Quoted passage:
'''

Most people, if you ask them, will tell you the big threats to health in the UK are smoking, drinking, inactivity and poor diet.
It’s an interesting point of comparison that there are nearly the same number of partial and full denture wearers as smokers; 11 million.
As denture wearers know, these accessories – unlike cigarettes – are chosen by default; they are the least bad option, usually because they’re the least expensive counter-stroke to missing teeth. Or they are the only choice they have been given.
The problem is, there is another cost. It is well hidden, and very big. And, crucially, no one really talks about it.
It is the cost of not being able to taste food, of losing the confidence to eat out; even to go out at all. Dentures are profoundly inconsistent with personal wellbeing.
Take, for example, the acrylic plate of an upper denture. It inhibits the wearer’s sense of taste by blocking sensations in that part of the mouth.
Taste buds in the tongue are in regular contact with the denture and nerve receptors relay messages to the brain about the acrylic.
As a result, denture wearers who lose the taste sensation can overcompensate by applying too much salt to their food to enhance the taste. Beyond the obvious loss of pleasure from eating, this could be harmful to their health by putting them at increased risk of high blood pressure.
Denture wearers can expect anywhere up to 10 times less chewing efficiency and a loss in bite force of up to 80 per cent. What this really means is 11 million people – 17 per cent of the population – can’t eat what they want, where they want, with who they want.
To put this into context, eating disorders including bulimia and anorexia affected 0.04 per cent of the population in 2009.
Denture wearers swallow larger pieces of food and are more susceptible to digestive complications including indigestion, constipation and nutrition deficiencies.
When teeth are lost the underlying bone shrinks, changing the shape of the jaw and gums. Most of the change takes place in the first six months after an extraction. The bone continues to shrink and change shape at a slower rate throughout life. The height of the face is inevitably affected, with a shallower jaw having a stark ageing effect.

'''

Data for analysis:
'''

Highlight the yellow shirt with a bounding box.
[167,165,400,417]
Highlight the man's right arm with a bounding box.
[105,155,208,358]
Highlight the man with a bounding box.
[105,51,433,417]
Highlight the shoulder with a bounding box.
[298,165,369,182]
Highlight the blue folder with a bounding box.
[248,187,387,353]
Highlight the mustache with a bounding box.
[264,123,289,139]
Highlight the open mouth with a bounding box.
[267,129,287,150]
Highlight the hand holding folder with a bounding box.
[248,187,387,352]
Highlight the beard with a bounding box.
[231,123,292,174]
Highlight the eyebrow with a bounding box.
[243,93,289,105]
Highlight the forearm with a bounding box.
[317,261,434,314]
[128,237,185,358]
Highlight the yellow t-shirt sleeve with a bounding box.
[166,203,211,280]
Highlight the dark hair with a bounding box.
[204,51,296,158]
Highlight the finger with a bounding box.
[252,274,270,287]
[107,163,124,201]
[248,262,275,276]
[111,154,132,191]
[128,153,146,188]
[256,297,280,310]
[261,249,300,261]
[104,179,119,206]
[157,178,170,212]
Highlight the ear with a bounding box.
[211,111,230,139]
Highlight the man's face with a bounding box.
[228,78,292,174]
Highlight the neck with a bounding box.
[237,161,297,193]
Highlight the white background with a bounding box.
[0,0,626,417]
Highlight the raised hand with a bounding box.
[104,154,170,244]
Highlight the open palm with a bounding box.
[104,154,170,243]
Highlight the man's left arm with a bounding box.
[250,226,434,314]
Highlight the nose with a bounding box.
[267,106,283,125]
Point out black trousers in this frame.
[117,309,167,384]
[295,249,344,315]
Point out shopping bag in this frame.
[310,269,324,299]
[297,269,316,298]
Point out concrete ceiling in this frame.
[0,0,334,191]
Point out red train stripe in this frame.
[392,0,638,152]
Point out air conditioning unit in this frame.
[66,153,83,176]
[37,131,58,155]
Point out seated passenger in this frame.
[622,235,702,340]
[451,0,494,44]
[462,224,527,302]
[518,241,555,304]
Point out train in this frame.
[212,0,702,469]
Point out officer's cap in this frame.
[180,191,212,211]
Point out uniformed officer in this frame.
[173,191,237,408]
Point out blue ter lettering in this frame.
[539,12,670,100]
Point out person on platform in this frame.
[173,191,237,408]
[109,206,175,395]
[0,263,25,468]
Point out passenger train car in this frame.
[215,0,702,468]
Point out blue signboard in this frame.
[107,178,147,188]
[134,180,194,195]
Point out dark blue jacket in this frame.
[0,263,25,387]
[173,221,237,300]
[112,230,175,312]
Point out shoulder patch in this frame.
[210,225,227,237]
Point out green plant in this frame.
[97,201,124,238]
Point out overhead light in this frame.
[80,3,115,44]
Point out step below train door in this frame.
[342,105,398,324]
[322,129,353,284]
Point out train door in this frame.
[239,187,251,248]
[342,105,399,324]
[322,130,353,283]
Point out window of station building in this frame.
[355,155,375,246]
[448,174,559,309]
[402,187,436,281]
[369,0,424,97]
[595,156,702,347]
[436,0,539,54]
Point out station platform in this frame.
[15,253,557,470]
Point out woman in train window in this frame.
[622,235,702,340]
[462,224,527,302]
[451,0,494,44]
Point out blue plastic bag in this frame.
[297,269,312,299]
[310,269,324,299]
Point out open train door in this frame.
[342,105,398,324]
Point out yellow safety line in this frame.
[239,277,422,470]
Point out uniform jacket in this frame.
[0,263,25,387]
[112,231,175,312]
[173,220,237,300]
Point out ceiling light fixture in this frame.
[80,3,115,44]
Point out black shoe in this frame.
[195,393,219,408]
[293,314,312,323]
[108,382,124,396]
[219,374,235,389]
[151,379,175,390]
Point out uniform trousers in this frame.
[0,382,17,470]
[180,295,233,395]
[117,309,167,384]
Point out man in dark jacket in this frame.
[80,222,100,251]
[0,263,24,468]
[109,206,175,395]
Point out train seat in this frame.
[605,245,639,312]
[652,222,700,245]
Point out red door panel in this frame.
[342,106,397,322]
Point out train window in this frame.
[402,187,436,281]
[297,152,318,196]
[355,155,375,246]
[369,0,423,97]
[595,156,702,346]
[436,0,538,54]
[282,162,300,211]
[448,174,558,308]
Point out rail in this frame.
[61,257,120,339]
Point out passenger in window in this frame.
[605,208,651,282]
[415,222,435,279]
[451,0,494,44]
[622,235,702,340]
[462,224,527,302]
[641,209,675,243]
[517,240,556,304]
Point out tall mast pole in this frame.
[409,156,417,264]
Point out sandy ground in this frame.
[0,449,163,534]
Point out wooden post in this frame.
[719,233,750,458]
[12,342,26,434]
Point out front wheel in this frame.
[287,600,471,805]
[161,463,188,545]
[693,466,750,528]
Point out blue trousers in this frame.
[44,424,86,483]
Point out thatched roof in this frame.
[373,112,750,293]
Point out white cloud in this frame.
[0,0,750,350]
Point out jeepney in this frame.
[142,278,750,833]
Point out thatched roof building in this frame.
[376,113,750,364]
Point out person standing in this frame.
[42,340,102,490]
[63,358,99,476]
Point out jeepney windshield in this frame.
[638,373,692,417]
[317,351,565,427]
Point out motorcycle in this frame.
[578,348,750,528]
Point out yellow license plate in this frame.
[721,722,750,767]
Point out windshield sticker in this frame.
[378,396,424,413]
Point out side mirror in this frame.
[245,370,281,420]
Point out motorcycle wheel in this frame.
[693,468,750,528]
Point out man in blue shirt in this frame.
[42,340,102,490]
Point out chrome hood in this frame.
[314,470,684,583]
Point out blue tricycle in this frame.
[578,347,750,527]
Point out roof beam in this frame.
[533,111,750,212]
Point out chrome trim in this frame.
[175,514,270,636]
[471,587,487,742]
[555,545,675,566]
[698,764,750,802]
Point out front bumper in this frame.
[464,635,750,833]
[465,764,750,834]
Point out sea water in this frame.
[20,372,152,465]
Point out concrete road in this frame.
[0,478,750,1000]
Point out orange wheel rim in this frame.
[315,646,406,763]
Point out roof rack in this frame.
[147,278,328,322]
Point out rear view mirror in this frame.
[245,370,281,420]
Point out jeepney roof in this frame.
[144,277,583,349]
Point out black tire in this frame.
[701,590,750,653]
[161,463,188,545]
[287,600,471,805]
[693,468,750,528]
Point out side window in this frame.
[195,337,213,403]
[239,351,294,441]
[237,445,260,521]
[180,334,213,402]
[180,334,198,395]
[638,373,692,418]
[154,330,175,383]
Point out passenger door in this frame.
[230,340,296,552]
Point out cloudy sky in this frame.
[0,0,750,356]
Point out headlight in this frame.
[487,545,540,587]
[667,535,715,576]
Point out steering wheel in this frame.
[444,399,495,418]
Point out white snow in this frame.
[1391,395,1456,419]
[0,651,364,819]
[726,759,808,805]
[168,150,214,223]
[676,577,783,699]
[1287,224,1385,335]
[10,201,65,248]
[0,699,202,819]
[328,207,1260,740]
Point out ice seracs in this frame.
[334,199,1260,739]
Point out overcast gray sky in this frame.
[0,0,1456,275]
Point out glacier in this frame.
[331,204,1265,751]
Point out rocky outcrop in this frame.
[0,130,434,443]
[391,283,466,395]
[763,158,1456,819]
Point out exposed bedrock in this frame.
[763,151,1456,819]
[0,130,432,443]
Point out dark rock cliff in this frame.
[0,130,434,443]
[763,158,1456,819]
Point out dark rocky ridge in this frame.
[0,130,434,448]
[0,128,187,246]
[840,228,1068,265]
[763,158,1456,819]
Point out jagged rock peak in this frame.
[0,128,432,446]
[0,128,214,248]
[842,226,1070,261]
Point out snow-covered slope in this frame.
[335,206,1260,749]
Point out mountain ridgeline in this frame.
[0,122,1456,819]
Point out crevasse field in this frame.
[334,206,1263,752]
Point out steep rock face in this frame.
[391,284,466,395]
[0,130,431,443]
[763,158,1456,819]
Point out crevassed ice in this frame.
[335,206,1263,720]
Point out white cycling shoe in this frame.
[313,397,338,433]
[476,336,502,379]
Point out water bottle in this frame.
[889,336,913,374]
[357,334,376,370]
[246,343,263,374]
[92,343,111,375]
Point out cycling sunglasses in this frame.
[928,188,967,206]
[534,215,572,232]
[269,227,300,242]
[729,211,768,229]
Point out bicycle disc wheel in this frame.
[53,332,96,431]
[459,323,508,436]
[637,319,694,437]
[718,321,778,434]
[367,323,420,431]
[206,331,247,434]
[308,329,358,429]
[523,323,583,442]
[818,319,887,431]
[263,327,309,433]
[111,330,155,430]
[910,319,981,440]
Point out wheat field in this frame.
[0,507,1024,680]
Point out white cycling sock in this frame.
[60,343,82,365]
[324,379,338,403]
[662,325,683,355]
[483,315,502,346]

'''

Study questions:
(1) Answer from the passage on dentures.
(a) How many people in the UK wear partial or full dentures?
(b) Denture wearers can lose bite force of up to what percentage?
(c) When does most of the change in the bone take place after an extraction?
(2) Carry on the passage on dentures, picking up after its last sentence.
The lines above play no part in this work.

Answers by item number:
(1)
(a) 11 million.
(b) Up to 80 per cent.
(c) In the first six months.

(2)
Once the denture becomes even slightly loose, it is liable to pop out in a very embarrassing manner mid-conversation. Lower dentures are more likely to move in function and patients have to learn how to control dentures with their tongue and cheeks.
Some denture wearers may have been told all this before going down this route, but it is unlikely they will have anticipated the level of disruption to their daily life.
The upshot is that dentures can only ever be regarded as a form of palliative care. They are a solution that, while better than missing teeth, don’t return the patient to a full standard of life. And life with dentures only gets worse.
Years of denture wearing tends to leave the jaw out of position and overdevelop the cheek muscles. So patients giving imprints for new dentures can often bite too hard, creating inaccurate molds.
When the best kind of dentures – BPS (Biofunctional Prosthetic System) – are ready to wear, the patient must learn to put their jaw back in its correct position, which can be so unfamiliar it is upsetting. It is difficult to get used to and takes effort and time – at least two and half months.
There is another solution to missing teeth that sidesteps this long list of problems: implants. Implants can give people who had all but given up on normality another chance. Implants feel natural so there’s no retraining of the jaw necessary and, if performed to a high standard, with allow the patient to forget they ever thought about joining those 11 million suffering in silence.